| What the task requires |
Each line below that contains "above" counts once; report the total and nothing more.

| Given records |
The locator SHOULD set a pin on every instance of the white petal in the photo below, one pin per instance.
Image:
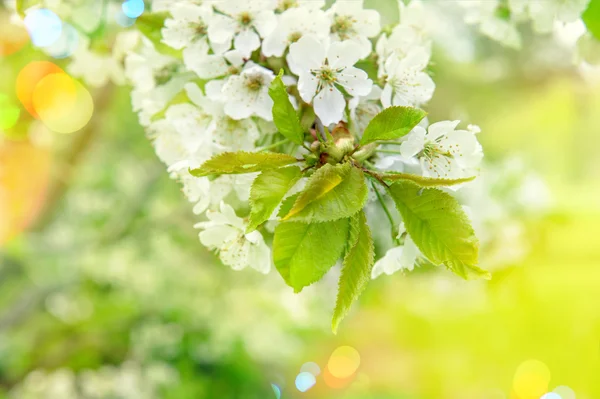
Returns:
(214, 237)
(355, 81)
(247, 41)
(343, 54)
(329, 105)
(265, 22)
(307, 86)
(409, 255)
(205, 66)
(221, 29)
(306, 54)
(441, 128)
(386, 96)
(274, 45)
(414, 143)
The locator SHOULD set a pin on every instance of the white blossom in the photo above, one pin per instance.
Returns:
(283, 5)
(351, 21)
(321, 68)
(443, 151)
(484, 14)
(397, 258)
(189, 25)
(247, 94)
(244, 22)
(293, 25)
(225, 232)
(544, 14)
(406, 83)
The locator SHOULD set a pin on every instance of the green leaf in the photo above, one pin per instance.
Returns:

* * *

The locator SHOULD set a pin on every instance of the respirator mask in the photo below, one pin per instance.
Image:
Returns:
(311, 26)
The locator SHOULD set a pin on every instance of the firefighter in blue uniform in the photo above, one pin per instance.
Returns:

| Response box |
3